===== Provided information =====

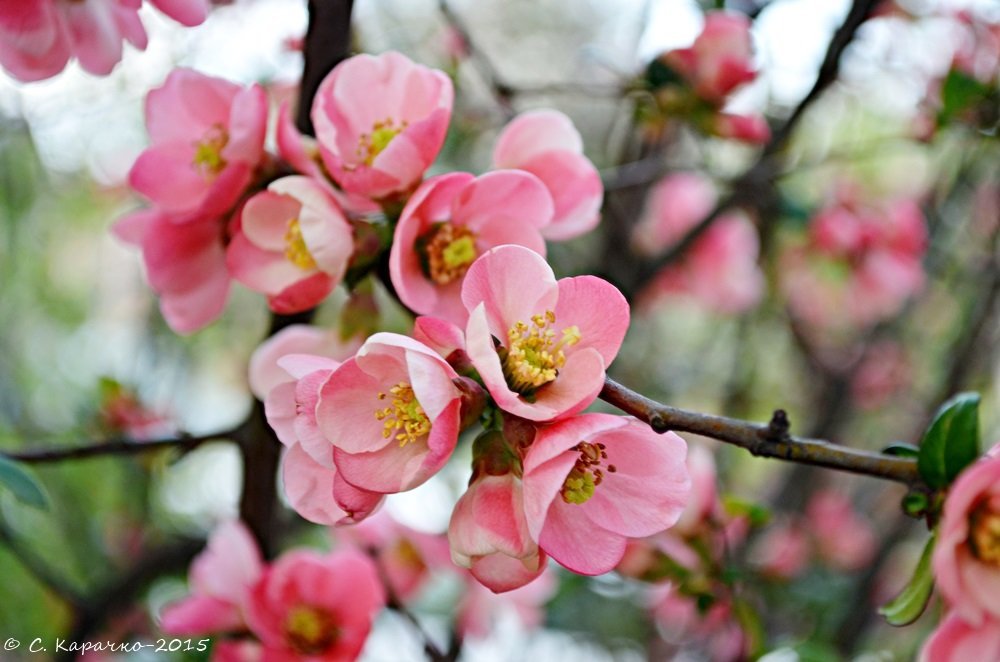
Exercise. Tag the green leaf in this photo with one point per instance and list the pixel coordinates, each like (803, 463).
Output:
(912, 600)
(951, 442)
(901, 449)
(22, 484)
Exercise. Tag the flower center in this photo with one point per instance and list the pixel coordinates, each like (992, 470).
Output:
(984, 535)
(208, 152)
(533, 356)
(449, 250)
(295, 247)
(309, 630)
(371, 144)
(586, 473)
(404, 419)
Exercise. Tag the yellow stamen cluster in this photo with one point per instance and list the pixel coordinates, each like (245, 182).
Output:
(586, 473)
(208, 152)
(371, 144)
(984, 535)
(310, 630)
(295, 247)
(451, 250)
(404, 419)
(533, 356)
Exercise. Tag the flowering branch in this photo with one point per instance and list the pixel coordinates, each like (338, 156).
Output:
(770, 440)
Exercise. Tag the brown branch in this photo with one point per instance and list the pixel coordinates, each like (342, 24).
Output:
(120, 446)
(755, 188)
(763, 440)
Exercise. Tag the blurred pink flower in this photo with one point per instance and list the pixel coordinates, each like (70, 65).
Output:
(221, 578)
(264, 372)
(453, 219)
(720, 59)
(316, 607)
(488, 534)
(596, 480)
(391, 413)
(845, 539)
(955, 640)
(293, 244)
(967, 555)
(546, 144)
(207, 139)
(185, 265)
(380, 122)
(555, 338)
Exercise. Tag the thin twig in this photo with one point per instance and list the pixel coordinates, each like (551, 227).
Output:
(764, 440)
(121, 446)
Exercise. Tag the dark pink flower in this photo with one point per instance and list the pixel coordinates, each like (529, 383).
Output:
(546, 144)
(207, 138)
(596, 480)
(392, 414)
(555, 337)
(221, 579)
(185, 265)
(293, 244)
(453, 219)
(316, 607)
(380, 122)
(488, 534)
(967, 555)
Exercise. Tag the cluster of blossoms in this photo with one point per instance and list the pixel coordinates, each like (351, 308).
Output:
(966, 566)
(858, 265)
(720, 269)
(39, 37)
(500, 343)
(695, 82)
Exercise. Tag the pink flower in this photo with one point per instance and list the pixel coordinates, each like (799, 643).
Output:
(293, 244)
(955, 640)
(751, 129)
(380, 121)
(720, 59)
(555, 338)
(221, 579)
(546, 144)
(453, 219)
(207, 138)
(391, 413)
(676, 204)
(480, 608)
(405, 557)
(488, 534)
(185, 265)
(844, 538)
(596, 480)
(37, 38)
(967, 555)
(317, 607)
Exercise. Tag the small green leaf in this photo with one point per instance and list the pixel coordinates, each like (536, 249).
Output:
(951, 442)
(901, 449)
(912, 600)
(22, 484)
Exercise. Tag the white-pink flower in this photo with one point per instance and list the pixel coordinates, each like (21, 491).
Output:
(453, 219)
(380, 122)
(541, 346)
(391, 413)
(596, 480)
(546, 144)
(293, 244)
(207, 138)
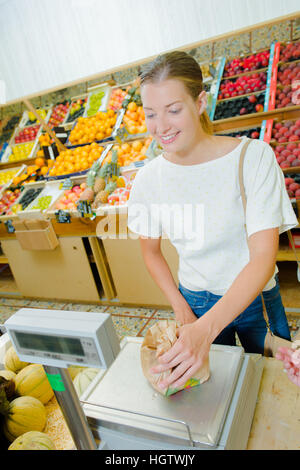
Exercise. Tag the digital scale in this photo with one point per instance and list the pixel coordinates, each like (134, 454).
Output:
(120, 410)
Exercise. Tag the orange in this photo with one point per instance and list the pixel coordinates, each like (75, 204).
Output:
(44, 170)
(132, 106)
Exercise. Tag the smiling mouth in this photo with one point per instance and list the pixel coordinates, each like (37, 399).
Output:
(168, 139)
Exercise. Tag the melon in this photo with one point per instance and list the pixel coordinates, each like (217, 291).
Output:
(24, 414)
(32, 440)
(32, 381)
(83, 379)
(12, 361)
(7, 374)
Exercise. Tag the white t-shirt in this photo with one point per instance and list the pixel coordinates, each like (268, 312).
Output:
(199, 208)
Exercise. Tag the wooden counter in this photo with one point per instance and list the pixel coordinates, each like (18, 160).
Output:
(276, 421)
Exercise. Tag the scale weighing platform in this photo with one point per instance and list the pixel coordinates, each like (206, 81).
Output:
(120, 410)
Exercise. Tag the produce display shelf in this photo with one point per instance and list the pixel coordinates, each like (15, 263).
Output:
(104, 101)
(52, 189)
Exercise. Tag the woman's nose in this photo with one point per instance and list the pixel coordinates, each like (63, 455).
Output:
(162, 125)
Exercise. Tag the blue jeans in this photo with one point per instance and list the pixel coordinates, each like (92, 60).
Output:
(250, 325)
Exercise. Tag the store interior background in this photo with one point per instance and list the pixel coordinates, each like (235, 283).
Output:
(53, 50)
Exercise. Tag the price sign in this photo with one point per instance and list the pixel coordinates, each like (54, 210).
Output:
(85, 210)
(9, 226)
(63, 217)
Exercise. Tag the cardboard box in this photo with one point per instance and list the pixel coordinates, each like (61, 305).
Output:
(38, 235)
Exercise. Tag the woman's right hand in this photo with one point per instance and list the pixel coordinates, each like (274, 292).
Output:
(291, 362)
(183, 313)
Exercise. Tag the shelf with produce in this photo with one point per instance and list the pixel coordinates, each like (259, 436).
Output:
(98, 128)
(46, 194)
(245, 63)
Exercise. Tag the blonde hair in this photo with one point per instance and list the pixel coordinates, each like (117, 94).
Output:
(180, 66)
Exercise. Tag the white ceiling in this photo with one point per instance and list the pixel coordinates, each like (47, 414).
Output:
(49, 43)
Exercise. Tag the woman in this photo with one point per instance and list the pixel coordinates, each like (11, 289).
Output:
(191, 194)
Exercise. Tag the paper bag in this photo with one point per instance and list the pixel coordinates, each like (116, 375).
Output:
(158, 340)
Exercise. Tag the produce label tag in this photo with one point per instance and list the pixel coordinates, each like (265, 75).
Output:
(9, 226)
(56, 382)
(85, 210)
(63, 217)
(67, 184)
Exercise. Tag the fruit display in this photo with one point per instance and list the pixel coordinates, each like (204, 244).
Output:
(286, 131)
(70, 197)
(95, 128)
(130, 152)
(239, 65)
(134, 117)
(289, 52)
(76, 160)
(288, 78)
(31, 119)
(29, 195)
(252, 133)
(116, 98)
(242, 85)
(42, 203)
(7, 200)
(77, 109)
(292, 187)
(97, 100)
(8, 129)
(58, 114)
(7, 175)
(27, 134)
(286, 143)
(239, 106)
(21, 152)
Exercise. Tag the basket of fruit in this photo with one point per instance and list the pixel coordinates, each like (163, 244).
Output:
(250, 62)
(29, 119)
(97, 100)
(286, 144)
(98, 128)
(59, 114)
(75, 161)
(67, 202)
(76, 110)
(36, 209)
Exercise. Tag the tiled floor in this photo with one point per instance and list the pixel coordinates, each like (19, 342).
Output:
(127, 321)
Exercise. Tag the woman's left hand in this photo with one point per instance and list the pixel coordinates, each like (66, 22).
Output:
(186, 356)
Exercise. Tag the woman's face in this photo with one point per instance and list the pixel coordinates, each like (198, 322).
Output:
(172, 116)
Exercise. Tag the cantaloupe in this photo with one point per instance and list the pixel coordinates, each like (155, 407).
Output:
(7, 374)
(83, 379)
(12, 361)
(32, 381)
(32, 440)
(24, 414)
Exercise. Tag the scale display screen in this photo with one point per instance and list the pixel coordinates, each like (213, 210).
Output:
(52, 344)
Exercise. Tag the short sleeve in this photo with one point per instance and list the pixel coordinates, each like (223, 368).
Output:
(268, 204)
(143, 211)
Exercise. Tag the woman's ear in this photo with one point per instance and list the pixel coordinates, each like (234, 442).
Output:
(202, 102)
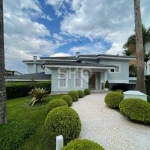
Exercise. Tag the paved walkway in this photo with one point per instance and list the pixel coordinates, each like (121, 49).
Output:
(108, 127)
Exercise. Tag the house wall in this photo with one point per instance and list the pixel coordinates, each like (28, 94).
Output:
(122, 76)
(89, 61)
(70, 81)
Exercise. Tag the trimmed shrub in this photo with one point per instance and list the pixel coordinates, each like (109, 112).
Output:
(87, 91)
(112, 99)
(74, 95)
(21, 89)
(67, 99)
(14, 134)
(81, 93)
(82, 145)
(136, 109)
(63, 121)
(55, 103)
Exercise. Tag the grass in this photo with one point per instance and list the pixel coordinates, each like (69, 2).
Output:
(19, 110)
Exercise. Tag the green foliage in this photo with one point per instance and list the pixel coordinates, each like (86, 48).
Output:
(136, 110)
(107, 84)
(81, 93)
(147, 84)
(67, 99)
(84, 144)
(55, 103)
(74, 95)
(120, 91)
(63, 121)
(38, 95)
(87, 91)
(14, 134)
(112, 99)
(21, 89)
(148, 98)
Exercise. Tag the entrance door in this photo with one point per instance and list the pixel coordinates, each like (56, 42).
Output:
(92, 82)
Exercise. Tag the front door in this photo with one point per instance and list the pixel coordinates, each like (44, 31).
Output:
(92, 81)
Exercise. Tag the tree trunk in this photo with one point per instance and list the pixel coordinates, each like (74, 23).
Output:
(140, 82)
(3, 118)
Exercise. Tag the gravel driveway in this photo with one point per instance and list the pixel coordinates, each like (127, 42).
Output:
(108, 127)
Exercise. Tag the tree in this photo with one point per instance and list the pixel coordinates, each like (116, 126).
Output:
(3, 118)
(146, 59)
(132, 39)
(140, 82)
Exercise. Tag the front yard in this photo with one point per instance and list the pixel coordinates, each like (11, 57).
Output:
(25, 130)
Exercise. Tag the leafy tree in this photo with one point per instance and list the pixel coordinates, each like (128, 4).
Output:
(3, 118)
(140, 83)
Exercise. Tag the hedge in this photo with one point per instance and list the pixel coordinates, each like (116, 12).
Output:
(63, 121)
(21, 89)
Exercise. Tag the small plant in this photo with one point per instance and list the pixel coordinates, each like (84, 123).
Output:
(63, 121)
(14, 134)
(136, 109)
(38, 95)
(74, 95)
(55, 103)
(84, 144)
(67, 99)
(87, 91)
(107, 84)
(112, 99)
(81, 93)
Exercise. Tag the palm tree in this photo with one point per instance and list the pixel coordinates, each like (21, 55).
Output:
(132, 39)
(140, 83)
(2, 70)
(146, 59)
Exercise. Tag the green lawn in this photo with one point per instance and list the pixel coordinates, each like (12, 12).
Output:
(18, 112)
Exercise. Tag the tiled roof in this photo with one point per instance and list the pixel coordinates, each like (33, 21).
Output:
(37, 76)
(78, 64)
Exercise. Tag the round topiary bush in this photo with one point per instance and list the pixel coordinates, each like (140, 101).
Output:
(112, 99)
(84, 144)
(87, 91)
(67, 99)
(63, 121)
(74, 95)
(55, 103)
(136, 109)
(81, 93)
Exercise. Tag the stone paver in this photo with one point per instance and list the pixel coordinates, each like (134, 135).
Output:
(108, 127)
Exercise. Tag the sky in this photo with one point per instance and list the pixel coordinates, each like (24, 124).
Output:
(63, 27)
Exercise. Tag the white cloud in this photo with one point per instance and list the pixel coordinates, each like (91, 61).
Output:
(24, 37)
(60, 55)
(58, 37)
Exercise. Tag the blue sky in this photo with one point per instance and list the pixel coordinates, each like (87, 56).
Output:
(62, 27)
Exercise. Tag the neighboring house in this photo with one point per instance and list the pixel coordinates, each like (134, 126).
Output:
(83, 71)
(27, 77)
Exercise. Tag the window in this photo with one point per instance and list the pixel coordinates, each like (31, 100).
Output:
(116, 69)
(62, 78)
(78, 79)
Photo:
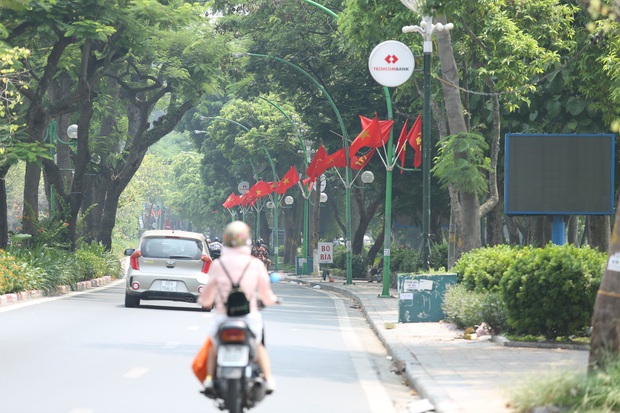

=====

**Work instruction:**
Copy exactly, and only, the lines from the first entry through the line holding "Exercise. Tag the blurred", both ends included, leaving out every picture.

**Answer below:**
Exercise. Tag the green leaf in this photo with one point per instance and list the pixel coordinates, each like (803, 463).
Output:
(912, 600)
(951, 442)
(901, 449)
(22, 484)
Exercise. Tag the flower center in this photo with one point per instance and list the pixel coordinates, each like (992, 470).
Output:
(984, 535)
(208, 152)
(533, 356)
(449, 250)
(295, 247)
(309, 630)
(371, 144)
(586, 473)
(404, 419)
Exercise. Tag the yellow stamen cluster in this photo with one point per instance and list the pixel coordinates, each like (245, 182).
Output:
(586, 473)
(208, 152)
(371, 144)
(984, 535)
(310, 630)
(295, 247)
(451, 250)
(404, 419)
(533, 356)
Exercise. Tag the flowering branch in this photo with one point per instance and list the pixel coordinates, each like (338, 156).
Output:
(770, 440)
Exercise. Tag the brown branch in this photo with one point per instance and list the pixel coordinates, each like (342, 24).
Output:
(120, 446)
(755, 188)
(763, 440)
Exercise. Tag the blurred pink flower in this photo with one point per instance and list the pixel coordinates, each like (70, 65).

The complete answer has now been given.